▶ **What to produce**
For each line below, check for the word "before", then state how many lines contain it, with no other output.

Start of Entries shown

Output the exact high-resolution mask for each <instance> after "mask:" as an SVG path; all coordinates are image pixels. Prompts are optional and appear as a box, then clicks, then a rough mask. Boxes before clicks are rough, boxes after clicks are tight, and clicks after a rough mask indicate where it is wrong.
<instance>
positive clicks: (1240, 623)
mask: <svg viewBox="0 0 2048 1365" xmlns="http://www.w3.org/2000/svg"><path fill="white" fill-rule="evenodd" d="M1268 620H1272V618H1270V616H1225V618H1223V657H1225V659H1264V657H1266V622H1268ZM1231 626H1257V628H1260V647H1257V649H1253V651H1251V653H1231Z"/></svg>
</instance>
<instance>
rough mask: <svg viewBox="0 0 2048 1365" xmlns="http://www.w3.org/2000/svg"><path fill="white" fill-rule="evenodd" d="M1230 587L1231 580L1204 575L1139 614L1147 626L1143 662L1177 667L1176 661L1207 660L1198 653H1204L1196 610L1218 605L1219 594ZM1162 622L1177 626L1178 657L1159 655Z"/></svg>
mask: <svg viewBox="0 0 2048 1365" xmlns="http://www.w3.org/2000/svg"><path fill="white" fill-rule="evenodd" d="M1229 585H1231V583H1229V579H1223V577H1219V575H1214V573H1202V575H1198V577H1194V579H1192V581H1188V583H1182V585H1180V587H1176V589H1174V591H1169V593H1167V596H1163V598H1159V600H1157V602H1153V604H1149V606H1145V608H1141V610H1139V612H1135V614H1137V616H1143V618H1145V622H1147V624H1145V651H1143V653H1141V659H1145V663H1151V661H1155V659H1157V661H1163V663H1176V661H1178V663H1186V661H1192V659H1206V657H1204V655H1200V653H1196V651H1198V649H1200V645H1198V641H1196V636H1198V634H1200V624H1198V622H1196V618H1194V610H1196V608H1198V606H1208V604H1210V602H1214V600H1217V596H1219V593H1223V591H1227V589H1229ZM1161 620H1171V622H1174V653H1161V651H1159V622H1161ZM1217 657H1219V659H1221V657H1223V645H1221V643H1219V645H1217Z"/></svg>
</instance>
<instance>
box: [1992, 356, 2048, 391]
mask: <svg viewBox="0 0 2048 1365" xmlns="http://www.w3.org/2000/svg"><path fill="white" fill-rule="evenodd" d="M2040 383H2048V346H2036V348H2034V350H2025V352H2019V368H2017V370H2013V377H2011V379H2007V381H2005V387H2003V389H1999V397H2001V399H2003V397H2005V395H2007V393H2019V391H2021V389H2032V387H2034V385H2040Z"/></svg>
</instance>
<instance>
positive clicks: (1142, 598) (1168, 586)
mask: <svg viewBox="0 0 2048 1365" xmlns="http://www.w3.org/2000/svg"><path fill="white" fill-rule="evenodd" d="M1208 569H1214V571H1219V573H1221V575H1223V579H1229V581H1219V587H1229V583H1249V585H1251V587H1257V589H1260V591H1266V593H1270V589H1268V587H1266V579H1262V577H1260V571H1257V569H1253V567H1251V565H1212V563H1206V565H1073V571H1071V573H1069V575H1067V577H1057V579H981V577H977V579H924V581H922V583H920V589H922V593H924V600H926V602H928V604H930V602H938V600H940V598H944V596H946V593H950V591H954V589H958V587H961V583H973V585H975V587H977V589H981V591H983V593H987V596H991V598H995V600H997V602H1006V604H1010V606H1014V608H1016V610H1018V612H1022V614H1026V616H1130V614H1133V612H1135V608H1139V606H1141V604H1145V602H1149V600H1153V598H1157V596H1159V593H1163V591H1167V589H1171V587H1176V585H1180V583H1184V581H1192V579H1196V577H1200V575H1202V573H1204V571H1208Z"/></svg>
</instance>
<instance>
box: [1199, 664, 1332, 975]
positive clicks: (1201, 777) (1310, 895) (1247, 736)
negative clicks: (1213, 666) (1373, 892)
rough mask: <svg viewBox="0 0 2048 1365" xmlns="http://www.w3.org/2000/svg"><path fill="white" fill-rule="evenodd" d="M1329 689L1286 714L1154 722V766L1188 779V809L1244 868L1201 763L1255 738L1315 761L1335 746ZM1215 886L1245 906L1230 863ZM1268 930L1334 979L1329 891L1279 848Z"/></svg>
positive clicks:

End of Entries shown
Start of Entries shown

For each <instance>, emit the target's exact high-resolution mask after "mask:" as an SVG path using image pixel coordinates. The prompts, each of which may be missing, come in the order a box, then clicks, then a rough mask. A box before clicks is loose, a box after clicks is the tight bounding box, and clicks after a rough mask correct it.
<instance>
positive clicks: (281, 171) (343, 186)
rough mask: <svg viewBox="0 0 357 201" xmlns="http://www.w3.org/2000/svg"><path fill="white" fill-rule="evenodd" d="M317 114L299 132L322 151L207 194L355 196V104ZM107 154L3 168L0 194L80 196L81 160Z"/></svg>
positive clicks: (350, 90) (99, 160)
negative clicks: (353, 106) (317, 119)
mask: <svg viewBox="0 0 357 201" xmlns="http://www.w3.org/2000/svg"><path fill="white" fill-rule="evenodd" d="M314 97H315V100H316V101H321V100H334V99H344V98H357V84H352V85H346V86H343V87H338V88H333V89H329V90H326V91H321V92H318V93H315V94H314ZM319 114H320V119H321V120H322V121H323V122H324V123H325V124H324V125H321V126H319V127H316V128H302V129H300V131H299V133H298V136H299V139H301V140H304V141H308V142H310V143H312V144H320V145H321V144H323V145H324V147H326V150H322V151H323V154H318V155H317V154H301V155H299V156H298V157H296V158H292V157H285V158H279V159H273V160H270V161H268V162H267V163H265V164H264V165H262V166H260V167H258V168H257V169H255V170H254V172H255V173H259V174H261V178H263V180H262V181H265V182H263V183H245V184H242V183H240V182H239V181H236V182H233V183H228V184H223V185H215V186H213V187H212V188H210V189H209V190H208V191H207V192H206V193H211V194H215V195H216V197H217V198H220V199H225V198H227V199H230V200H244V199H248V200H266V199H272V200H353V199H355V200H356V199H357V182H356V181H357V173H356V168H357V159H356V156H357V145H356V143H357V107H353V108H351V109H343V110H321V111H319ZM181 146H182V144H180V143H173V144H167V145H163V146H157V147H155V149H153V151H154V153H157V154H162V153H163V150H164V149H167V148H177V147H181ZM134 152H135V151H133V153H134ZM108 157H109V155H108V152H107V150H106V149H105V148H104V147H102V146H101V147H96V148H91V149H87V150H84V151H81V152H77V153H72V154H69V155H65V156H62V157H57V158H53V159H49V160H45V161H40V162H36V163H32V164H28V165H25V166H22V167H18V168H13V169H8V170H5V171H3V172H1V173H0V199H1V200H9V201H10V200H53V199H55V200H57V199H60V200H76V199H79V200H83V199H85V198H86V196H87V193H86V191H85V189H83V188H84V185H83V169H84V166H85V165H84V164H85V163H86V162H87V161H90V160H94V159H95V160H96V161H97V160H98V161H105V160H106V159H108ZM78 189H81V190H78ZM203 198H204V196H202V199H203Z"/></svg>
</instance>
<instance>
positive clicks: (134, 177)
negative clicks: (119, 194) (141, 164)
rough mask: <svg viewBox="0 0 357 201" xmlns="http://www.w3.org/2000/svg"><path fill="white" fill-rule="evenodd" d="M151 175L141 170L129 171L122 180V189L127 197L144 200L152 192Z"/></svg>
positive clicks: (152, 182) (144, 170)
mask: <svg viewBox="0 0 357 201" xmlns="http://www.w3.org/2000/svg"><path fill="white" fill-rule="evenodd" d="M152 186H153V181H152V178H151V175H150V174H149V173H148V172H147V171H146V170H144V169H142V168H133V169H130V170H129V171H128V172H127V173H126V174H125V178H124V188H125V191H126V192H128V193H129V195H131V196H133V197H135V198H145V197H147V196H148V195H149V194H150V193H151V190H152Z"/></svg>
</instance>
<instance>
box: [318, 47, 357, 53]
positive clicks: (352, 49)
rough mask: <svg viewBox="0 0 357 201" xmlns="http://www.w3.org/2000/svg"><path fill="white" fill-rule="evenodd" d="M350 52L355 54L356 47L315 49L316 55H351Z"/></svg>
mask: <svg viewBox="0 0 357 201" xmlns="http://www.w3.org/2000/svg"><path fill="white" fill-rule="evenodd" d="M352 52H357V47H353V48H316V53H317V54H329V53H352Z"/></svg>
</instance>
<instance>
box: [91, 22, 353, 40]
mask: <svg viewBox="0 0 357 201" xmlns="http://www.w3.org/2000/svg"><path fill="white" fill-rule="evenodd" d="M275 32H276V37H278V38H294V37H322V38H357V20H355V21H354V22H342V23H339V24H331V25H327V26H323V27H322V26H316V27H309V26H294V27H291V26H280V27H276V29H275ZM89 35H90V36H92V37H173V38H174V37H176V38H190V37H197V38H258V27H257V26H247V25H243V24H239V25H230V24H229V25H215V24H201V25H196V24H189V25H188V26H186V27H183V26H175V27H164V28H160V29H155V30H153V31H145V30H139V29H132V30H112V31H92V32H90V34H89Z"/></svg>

End of Entries shown
Start of Entries shown

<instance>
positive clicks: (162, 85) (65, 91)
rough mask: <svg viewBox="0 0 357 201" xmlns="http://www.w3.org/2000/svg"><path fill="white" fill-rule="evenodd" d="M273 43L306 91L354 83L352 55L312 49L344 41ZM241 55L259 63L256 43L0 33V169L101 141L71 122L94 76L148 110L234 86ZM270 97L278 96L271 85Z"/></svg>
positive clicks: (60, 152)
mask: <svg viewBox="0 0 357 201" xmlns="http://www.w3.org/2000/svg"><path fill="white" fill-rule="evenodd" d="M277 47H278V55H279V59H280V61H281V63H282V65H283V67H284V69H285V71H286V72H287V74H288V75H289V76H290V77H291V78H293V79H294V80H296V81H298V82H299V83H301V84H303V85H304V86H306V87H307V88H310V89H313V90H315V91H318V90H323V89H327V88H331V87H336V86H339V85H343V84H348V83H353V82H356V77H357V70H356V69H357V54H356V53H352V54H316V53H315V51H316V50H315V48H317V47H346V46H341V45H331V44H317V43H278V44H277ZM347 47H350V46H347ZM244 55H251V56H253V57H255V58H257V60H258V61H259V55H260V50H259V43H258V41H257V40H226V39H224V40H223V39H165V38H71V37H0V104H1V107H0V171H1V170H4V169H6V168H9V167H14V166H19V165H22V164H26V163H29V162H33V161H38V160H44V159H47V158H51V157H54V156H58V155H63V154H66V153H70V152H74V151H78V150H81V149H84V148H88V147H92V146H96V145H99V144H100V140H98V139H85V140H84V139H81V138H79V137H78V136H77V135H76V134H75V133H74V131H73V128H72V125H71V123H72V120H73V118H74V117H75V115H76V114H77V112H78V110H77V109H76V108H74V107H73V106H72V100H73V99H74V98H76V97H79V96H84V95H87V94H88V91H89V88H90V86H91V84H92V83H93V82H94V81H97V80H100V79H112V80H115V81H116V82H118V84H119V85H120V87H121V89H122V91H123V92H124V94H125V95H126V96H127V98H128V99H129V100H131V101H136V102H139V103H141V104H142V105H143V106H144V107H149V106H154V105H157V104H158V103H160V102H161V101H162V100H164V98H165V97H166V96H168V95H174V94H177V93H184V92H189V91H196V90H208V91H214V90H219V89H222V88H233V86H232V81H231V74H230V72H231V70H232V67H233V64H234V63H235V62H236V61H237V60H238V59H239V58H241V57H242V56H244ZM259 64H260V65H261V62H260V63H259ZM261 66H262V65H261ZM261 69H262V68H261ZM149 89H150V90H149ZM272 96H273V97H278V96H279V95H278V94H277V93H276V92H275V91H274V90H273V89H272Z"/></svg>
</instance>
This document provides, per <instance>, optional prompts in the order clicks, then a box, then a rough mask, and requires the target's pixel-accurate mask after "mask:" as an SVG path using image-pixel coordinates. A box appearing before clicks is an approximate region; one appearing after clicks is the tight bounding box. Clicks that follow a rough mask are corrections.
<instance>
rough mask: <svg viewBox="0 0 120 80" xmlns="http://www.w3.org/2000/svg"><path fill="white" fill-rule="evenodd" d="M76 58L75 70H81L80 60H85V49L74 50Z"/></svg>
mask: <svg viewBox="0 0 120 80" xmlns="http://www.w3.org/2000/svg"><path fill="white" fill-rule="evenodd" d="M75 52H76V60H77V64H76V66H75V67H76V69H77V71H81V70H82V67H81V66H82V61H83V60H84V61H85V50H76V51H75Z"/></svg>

End of Entries shown

▶ **Task output**
3